**TEXTO FORNECIDO**
Nas estradas, então, é impressionante a civilidade. Todos trafegam pela direita e usam a esquerda apenas para ultrapassar e voltam imediatamente. Não preciso nem dizer o quanto flui melhor o trânsito. E não vi absolutamente nenhum carro sem luzes, com farol quebrado, para-choque amarrado com arame, nada disso. Nenhum deles tinha nenhum defeito visível e nada que comprometesse a segurança do veículo ou dos outros. Ainda assim, em estradas de montanha de faixa simples há providenciais saídas, tipo acostamento bem largo em pontos específicos, para evitar acidentes em caso de defeito dos freios, por exemplo. E toda a sinalização é impecável. Faixas corretamente pintadas, sonorizadores que indicam quando se “morde”o acostamento, placas claras e fáceis de ver – além daquelas superpráticas que indicam em quantos quilômetros há outro posto de gasolina, por exemplo.

**A FAZER**
[a] Responda com base no texto sobre as estradas:
(i) Para que os motoristas usam a faixa da esquerda?
(ii) Em que tipo de estrada há saídas semelhantes a um acostamento bem largo?
(iii) O que as placas descritas como superpráticas indicam, segundo o exemplo dado?
[b] Dê continuidade ao texto sobre as estradas a partir da última frase apresentada.

**REGISTROS FORNECIDOS**
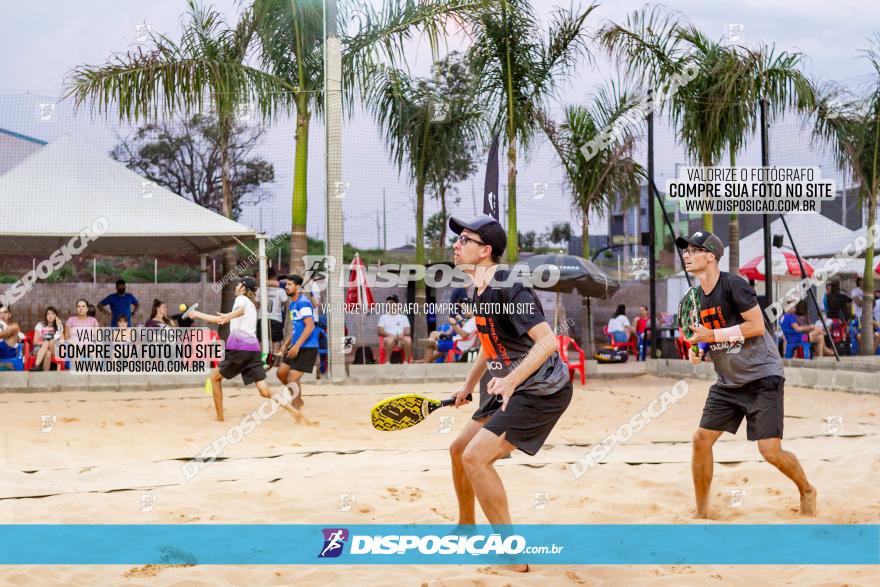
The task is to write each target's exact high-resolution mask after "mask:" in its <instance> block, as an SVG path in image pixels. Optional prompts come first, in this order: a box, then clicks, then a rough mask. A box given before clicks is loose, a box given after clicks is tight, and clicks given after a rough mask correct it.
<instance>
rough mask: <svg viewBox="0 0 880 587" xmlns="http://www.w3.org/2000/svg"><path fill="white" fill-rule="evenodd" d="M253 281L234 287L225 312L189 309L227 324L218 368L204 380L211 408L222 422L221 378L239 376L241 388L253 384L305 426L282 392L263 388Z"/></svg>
mask: <svg viewBox="0 0 880 587" xmlns="http://www.w3.org/2000/svg"><path fill="white" fill-rule="evenodd" d="M256 291H257V282H256V280H254V278H253V277H243V278H241V279H240V280H239V281H238V283H237V284H236V286H235V303H234V304H233V306H232V311H231V312H229V313H226V314H224V313H222V312H218V313H217V315H216V316H211V315H209V314H204V313H202V312H199V311H198V310H191V311H190V314H189V316H190V317H192V318H195V319H197V320H204V321H205V322H210V323H212V324H226V323H227V322H229V338H227V339H226V352H225V354H224V356H223V360H222V361H221V362H220V366H219V367H217V368H216V369H214V370H213V371H212V372H211V375H210V376H209V378H208V380H209V381H210V383H211V389H212V390H213V392H214V409H215V410H216V412H217V420H218V421H219V422H222V421H223V386H222V384H221V382H222V381H223V380H224V379H232V378H233V377H235V376H237V375H241V379H242V381H244V383H245V385H249V384H251V383H253V384H254V385H256V387H257V391H259V392H260V395H262V396H263V397H265V398H272V399H274V400H275V401H276V402H278V404H279V405H280V406H281V407H283V408H284V409H286V410H287V411H288V412H290V414H291V415H292V416H293V418H294V420H296V421H297V422H300V423H305V424H308V423H309V422H308V420H306V419H305V417H304V416H303V415H302V414H301V413H300V412H299V410H296V409H295V408H294V407H293V406H291V398H290V397H289V393H288V392H287V390H286V389H285V390H284V391H285V393H286V394H287V395H284V394H272V393H271V392H270V390H269V386H268V385H266V369H265V368H264V367H263V357H262V354H261V353H260V343H259V341H258V340H257V307H256V306H255V305H254V302H255V301H256Z"/></svg>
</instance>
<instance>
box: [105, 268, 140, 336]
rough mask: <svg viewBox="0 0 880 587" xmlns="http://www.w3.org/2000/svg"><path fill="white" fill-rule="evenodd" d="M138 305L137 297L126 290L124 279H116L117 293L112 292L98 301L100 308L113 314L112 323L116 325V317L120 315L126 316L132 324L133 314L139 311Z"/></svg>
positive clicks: (129, 322) (110, 318)
mask: <svg viewBox="0 0 880 587" xmlns="http://www.w3.org/2000/svg"><path fill="white" fill-rule="evenodd" d="M138 306H139V304H138V301H137V298H136V297H134V296H133V295H131V294H130V293H126V292H125V280H124V279H117V280H116V293H115V294H110V295H109V296H107V297H106V298H104V299H103V300H101V301H100V302H98V309H99V310H100V311H101V312H103V313H104V314H110V315H111V317H110V324H112V325H114V326H115V325H116V319H117V318H118V317H119V316H125V318H126V319H127V320H128V323H129V324H131V315H132V314H134V313H137V309H138ZM108 307H109V308H110V311H108V310H107V308H108Z"/></svg>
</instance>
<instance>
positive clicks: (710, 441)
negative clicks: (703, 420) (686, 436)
mask: <svg viewBox="0 0 880 587" xmlns="http://www.w3.org/2000/svg"><path fill="white" fill-rule="evenodd" d="M717 438H718V437H717V436H716V435H715V434H712V433H711V432H708V431H706V430H703V429H702V428H700V429H698V430H697V431H696V432H694V437H693V443H694V450H709V449H710V448H712V445H713V444H715V440H716V439H717Z"/></svg>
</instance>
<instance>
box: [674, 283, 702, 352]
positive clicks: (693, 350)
mask: <svg viewBox="0 0 880 587" xmlns="http://www.w3.org/2000/svg"><path fill="white" fill-rule="evenodd" d="M699 323H700V292H699V290H698V289H697V288H695V287H692V288H690V289H689V290H687V292H685V294H684V297H683V298H681V301H680V302H678V326H679V328H681V334H682V336H684V337H685V338H691V337H693V335H694V326H696V325H697V324H699ZM691 352H693V353H694V354H695V355H696V354H698V353H699V352H700V351H699V350H698V348H697V345H691Z"/></svg>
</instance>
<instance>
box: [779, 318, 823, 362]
mask: <svg viewBox="0 0 880 587" xmlns="http://www.w3.org/2000/svg"><path fill="white" fill-rule="evenodd" d="M779 325H780V327H781V329H782V334H783V336H784V337H785V358H786V359H790V358H792V357H793V356H794V351H795V349H796V348H798V347H803V349H804V358H805V359H809V358H810V345H809V344H805V342H807V341H805V340H804V339H805V333H809V332H812V331H813V330H815V327H814V326H812V325H807V326H802V325H800V324H799V323H798V319H797V316H796V315H795V306H792V307H791V308H789V309H788V310H786V312H785V314H784V315H783V316H782V320H780V322H779ZM806 338H809V337H806Z"/></svg>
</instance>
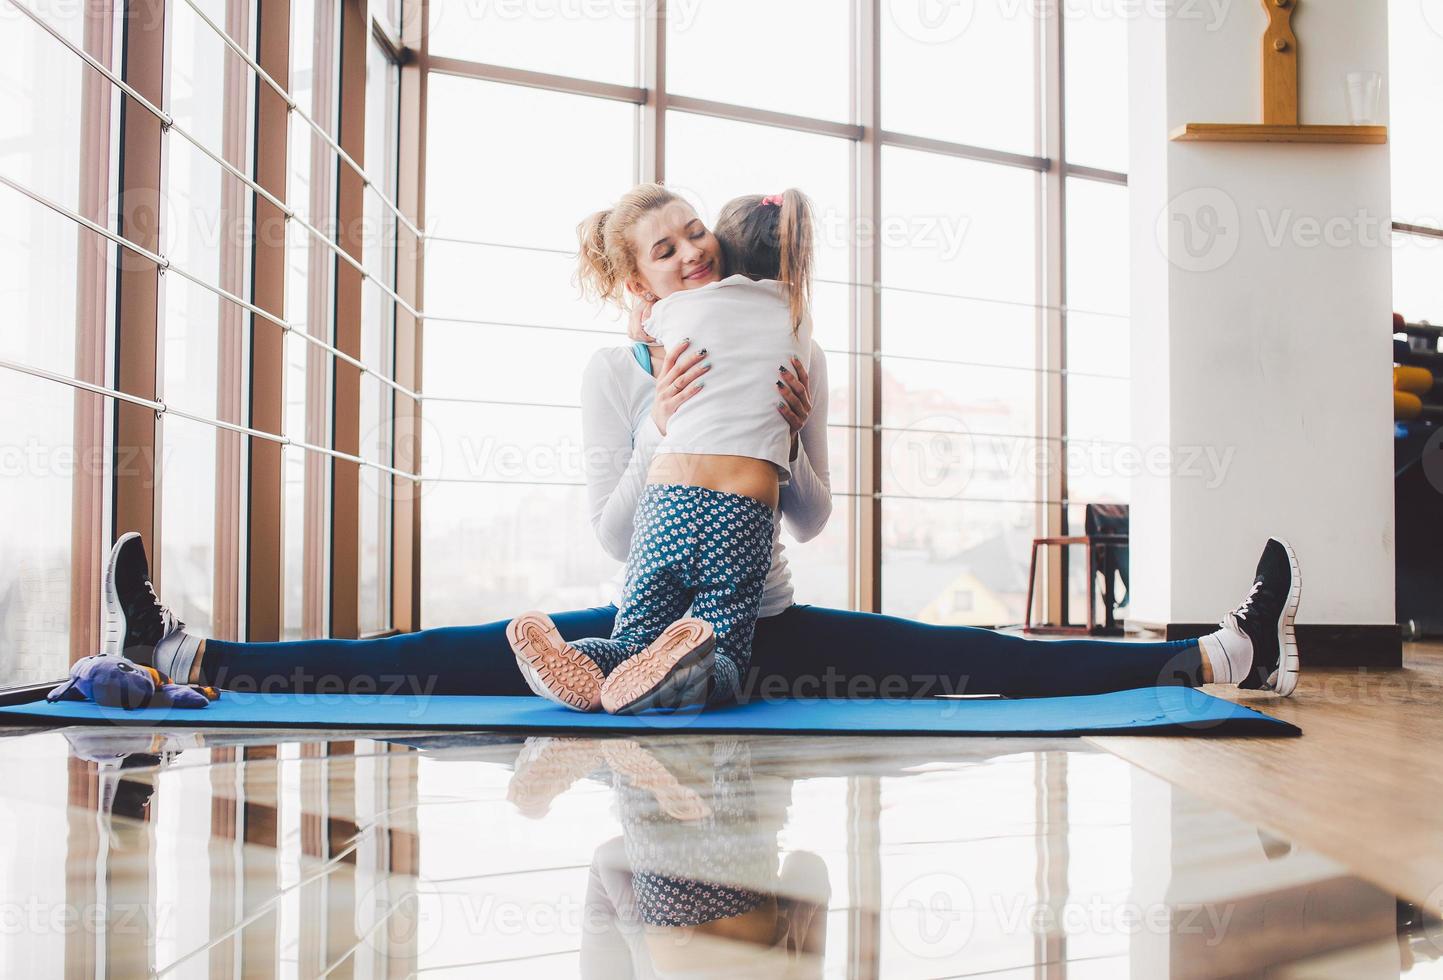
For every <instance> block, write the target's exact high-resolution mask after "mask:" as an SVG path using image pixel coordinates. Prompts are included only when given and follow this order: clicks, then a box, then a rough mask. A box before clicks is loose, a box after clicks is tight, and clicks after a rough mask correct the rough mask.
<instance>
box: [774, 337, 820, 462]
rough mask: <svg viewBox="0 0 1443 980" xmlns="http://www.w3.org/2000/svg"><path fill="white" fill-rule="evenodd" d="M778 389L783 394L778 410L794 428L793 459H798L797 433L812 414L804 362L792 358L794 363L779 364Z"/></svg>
mask: <svg viewBox="0 0 1443 980" xmlns="http://www.w3.org/2000/svg"><path fill="white" fill-rule="evenodd" d="M776 375H778V377H776V391H778V394H779V395H781V398H779V401H778V404H776V410H778V411H779V413H782V419H785V420H786V424H788V426H791V430H792V459H797V433H799V432H801V430H802V426H805V424H807V419H808V417H810V416H811V394H808V391H807V382H808V380H810V378H808V377H807V368H804V367H802V362H801V361H799V359H797V358H795V356H794V358H792V364H791V367H789V368H788V367H786V365H779V367H778V369H776Z"/></svg>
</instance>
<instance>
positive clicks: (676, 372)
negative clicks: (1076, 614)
mask: <svg viewBox="0 0 1443 980" xmlns="http://www.w3.org/2000/svg"><path fill="white" fill-rule="evenodd" d="M648 209H649V211H652V212H654V214H652V215H651V218H652V219H651V221H648V222H646V227H648V228H651V229H652V232H654V234H649V235H648V238H649V240H648V241H632V248H631V251H629V253H628V254H626V255H625V257H622V261H623V263H625V268H623V279H625V283H626V289H628V290H629V292H631V293H632V294H633V296H635V297H636V299H638V300H639V302H641V303H642V306H639V307H638V313H635V315H633V319H632V323H633V329H638V328H639V323H641V320H642V316H644V309H645V306H644V305H645V303H652V302H657V300H659V299H664V297H665V296H670V294H672V293H675V292H678V290H687V289H700V287H703V286H706V284H709V283H714V281H717V280H719V279H720V277H722V273H723V267H724V257H723V254H722V248H720V245H719V244H717V240H716V237H714V235H713V234H711V231H710V229H707V228H706V225H704V224H703V222H701V219H700V218H698V216H697V215H696V212H694V211H693V209H691V208H690V206H688V205H687V204H685V202H684V201H681V199H680V198H675V196H674V195H670V193H668V195H652V196H651V198H649V205H648ZM707 355H710V356H717V358H720V356H726V352H724V351H710V352H707V351H697V352H691V351H687V349H685V345H678V346H677V348H675V349H672V351H665V352H664V351H658V349H649V356H642V355H636V354H633V351H632V349H629V348H610V349H605V351H599V352H597V354H596V355H595V356H593V359H592V362H590V364H589V365H587V369H586V378H584V381H583V439H584V443H586V459H587V460H606V465H603V466H589V468H587V486H589V492H590V502H592V522H593V525H595V527H596V531H597V537H599V538H600V541H602V547H603V548H606V550H608V551H609V553H610V554H612V556H613V557H618V559H625V556H626V553H628V550H629V544H631V525H632V520H633V515H635V511H636V502H638V499H639V495H641V491H642V486H644V484H645V473H646V469H648V465H649V462H651V455H652V450H654V447H655V445H657V442H658V440H659V439H661V434H662V433H664V432H665V427H667V421H668V420H670V417H671V416H672V413H675V410H677V406H680V404H681V403H683V401H685V400H690V398H696V397H706V394H704V388H703V385H701V384H698V381H700V380H701V374H703V371H704V359H706V356H707ZM658 356H659V362H658ZM648 361H649V364H648ZM825 364H827V362H825V358H824V355H823V354H821V351H820V348H818V346H817V345H815V342H814V345H812V358H811V371H810V372H808V371H805V369H804V368H802V365H801V364H795V362H794V364H792V365H791V368H788V365H778V375H776V377H775V378H758V384H773V385H776V387H778V390H779V391H781V395H782V401H784V403H785V404H782V406H779V407H778V411H781V413H782V414H784V416H785V417H786V420H788V423H789V427H791V432H792V466H791V472H792V478H791V484H789V485H788V486H785V488H782V491H781V498H779V507H778V511H776V518H775V520H776V522H778V524H781V522H785V524H786V525H788V530H789V531H791V533H792V534H794V537H797V538H798V540H802V541H805V540H808V538H811V537H815V535H817V534H818V533H820V531H821V528H823V527H824V525H825V522H827V518H828V515H830V512H831V491H830V482H828V475H827V440H825V426H827V377H825ZM773 540H775V544H773V559H772V569H771V570H769V573H768V577H766V582H765V586H763V595H762V600H760V608H759V613H760V615H759V618H758V621H756V631H755V635H753V639H752V662H750V667H749V670H747V675H746V677H745V678H743V680H742V683H740V684H739V691H737V696H739V699H742V700H749V699H752V697H857V696H861V697H867V696H873V697H874V696H882V697H919V696H929V694H962V693H965V694H1007V696H1019V697H1020V696H1061V694H1097V693H1104V691H1115V690H1126V688H1133V687H1152V686H1159V684H1182V686H1189V687H1192V686H1199V684H1209V683H1235V684H1238V686H1240V687H1247V688H1268V690H1276V691H1277V693H1278V694H1283V696H1289V694H1291V693H1293V688H1294V687H1296V683H1297V665H1299V660H1297V645H1296V639H1294V634H1293V619H1294V616H1296V612H1297V605H1299V599H1300V580H1299V573H1297V559H1296V556H1294V554H1293V551H1291V548H1290V547H1289V546H1287V544H1286V543H1283V541H1280V540H1277V538H1270V540H1268V543H1267V546H1266V547H1264V550H1263V557H1261V560H1260V561H1258V566H1257V572H1255V576H1254V582H1253V589H1251V590H1250V592H1248V595H1247V598H1245V599H1244V600H1242V602H1241V603H1240V605H1238V606H1237V608H1235V609H1234V611H1232V612H1229V613H1227V615H1225V616H1224V619H1222V622H1221V624H1219V626H1221V628H1219V629H1218V631H1216V632H1214V634H1211V635H1208V636H1203V638H1201V639H1196V641H1193V639H1185V641H1172V642H1121V641H1104V639H1065V641H1048V639H1029V638H1025V636H1017V635H1009V634H1000V632H994V631H988V629H978V628H973V626H935V625H928V624H921V622H913V621H908V619H900V618H896V616H885V615H879V613H864V612H850V611H841V609H824V608H818V606H808V605H798V603H795V602H792V586H791V574H789V572H788V569H786V563H785V556H784V546H782V543H781V541H779V540H778V538H776V537H775V534H773ZM102 595H105V598H107V611H105V612H107V622H105V626H104V634H102V635H105V638H107V641H105V652H124V654H126V655H128V657H131V658H133V660H137V661H140V662H144V664H149V665H153V667H157V668H159V670H162V671H165V673H167V674H170V675H172V677H175V678H176V680H177V681H185V680H189V681H190V683H205V684H214V686H216V687H229V688H234V690H294V691H307V690H316V688H317V687H319V688H320V690H330V691H339V690H352V687H351V686H352V684H356V683H365V684H367V688H368V690H369V691H374V690H377V687H380V688H381V690H387V687H385V684H387V683H388V681H390V683H392V684H394V686H395V690H401V688H403V687H404V688H408V690H413V691H417V693H436V694H527V693H528V691H530V688H528V687H527V684H525V681H524V678H522V675H521V673H519V671H518V670H517V664H515V658H514V655H512V651H511V648H509V644H508V641H506V635H505V628H506V624H505V622H492V624H483V625H479V626H452V628H440V629H427V631H423V632H416V634H403V635H397V636H385V638H380V639H307V641H296V642H281V644H237V642H222V641H214V639H212V641H203V639H201V638H198V636H193V635H190V634H186V632H185V631H183V624H180V622H179V621H177V619H176V618H175V616H173V615H172V613H170V611H169V609H166V608H165V606H163V605H162V602H160V600H159V598H157V596H156V595H154V590H153V589H152V586H150V574H149V567H147V564H146V556H144V547H143V544H141V541H140V537H139V535H136V534H127V535H123V537H121V538H120V540H118V541H117V543H115V547H114V550H113V551H111V559H110V563H108V566H107V572H105V589H104V593H102ZM615 615H616V608H615V606H613V605H608V606H597V608H592V609H582V611H574V612H561V613H556V615H554V616H553V621H554V622H556V626H557V631H558V634H560V636H561V638H563V639H566V641H570V639H577V638H582V636H610V634H612V625H613V621H615Z"/></svg>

**RESULTADOS DO EXERCÍCIO**
[a]
(i) Apenas para ultrapassar, voltando imediatamente para a direita.
(ii) Em estradas de montanha de faixa simples.
(iii) Em quantos quilômetros há outro posto de gasolina.

[b]
Os limites de velocidade são bem razoáveis, por volta dos 120 km/h na maioria das estradas, inclusive as menores com duas faixas em cada sentido — mas a maioria dos motoristas anda acima dos limites e ainda assim não vi absolutamente nenhum acidente, nem ao menos “quase acidentes”. E não tem aquela palhaçada de andar a passo de tartaruga artrítica, como em terras tupiniquins. Mas não quero ficar apenas na minha observação empírica e fui pesquisar. Segundo dados da Autoridade Nacional de Segurança Rodoviária (ANSR) Portugal reduziu à metade o número de mortes em acidentes de trânsito nas estradas em 2015 comparado com 2005, ou, respectivamente, 478 mortes ante 1.094 dez anos atrás. Outra coisa relevante é que estes números são semelhantes aos de 1950, quando circulavam por aquele país 100.000 carros de passeio e veículos pesados. Em 2013, último número que encontrei, eram 7.000.000 de carros de passeio e veículos pesados rodando pelo país. Isso para uma população de 10,3 milhões de habitantes. Dá para dizer que velocidade é o fator principal em acidentes como alegam algumas autoridades daqui? Claro que não.
Para facilitar minha vida de navegadora alugamos um WiFi portátil e habilitamos o Waze. Piada suprema do meu marido, ele o programou com sotaque português, que ele até manteve no dele em São Paulo um par de dias quando voltamos. Nos divertimos muito com o “Na rrrrrotunda, ap’nhe a primeira saída”. E quando ele dizia “saída, pela direita”?. Inevitável não lembrar do desenho do Leão da Montanha.
Na primeira mensagem de “viatura na berma” ficamos estupefatos. Na dúvida sobre o que seria isso, meu marido tirou o pé do acelerador e eu comecei a olhar para todo lado como um passarinho. Metros adiante entendemos. Significa “carro no acostamento”. Mais uma frase para meu novo vocabulário, pois esta rapariga que vos escreve voltou com um ligeiro sotaque lusitano, mas tendo aprendido muitíssimas palavras novas. O Waze é um gajo porreiro, como dizem por lá.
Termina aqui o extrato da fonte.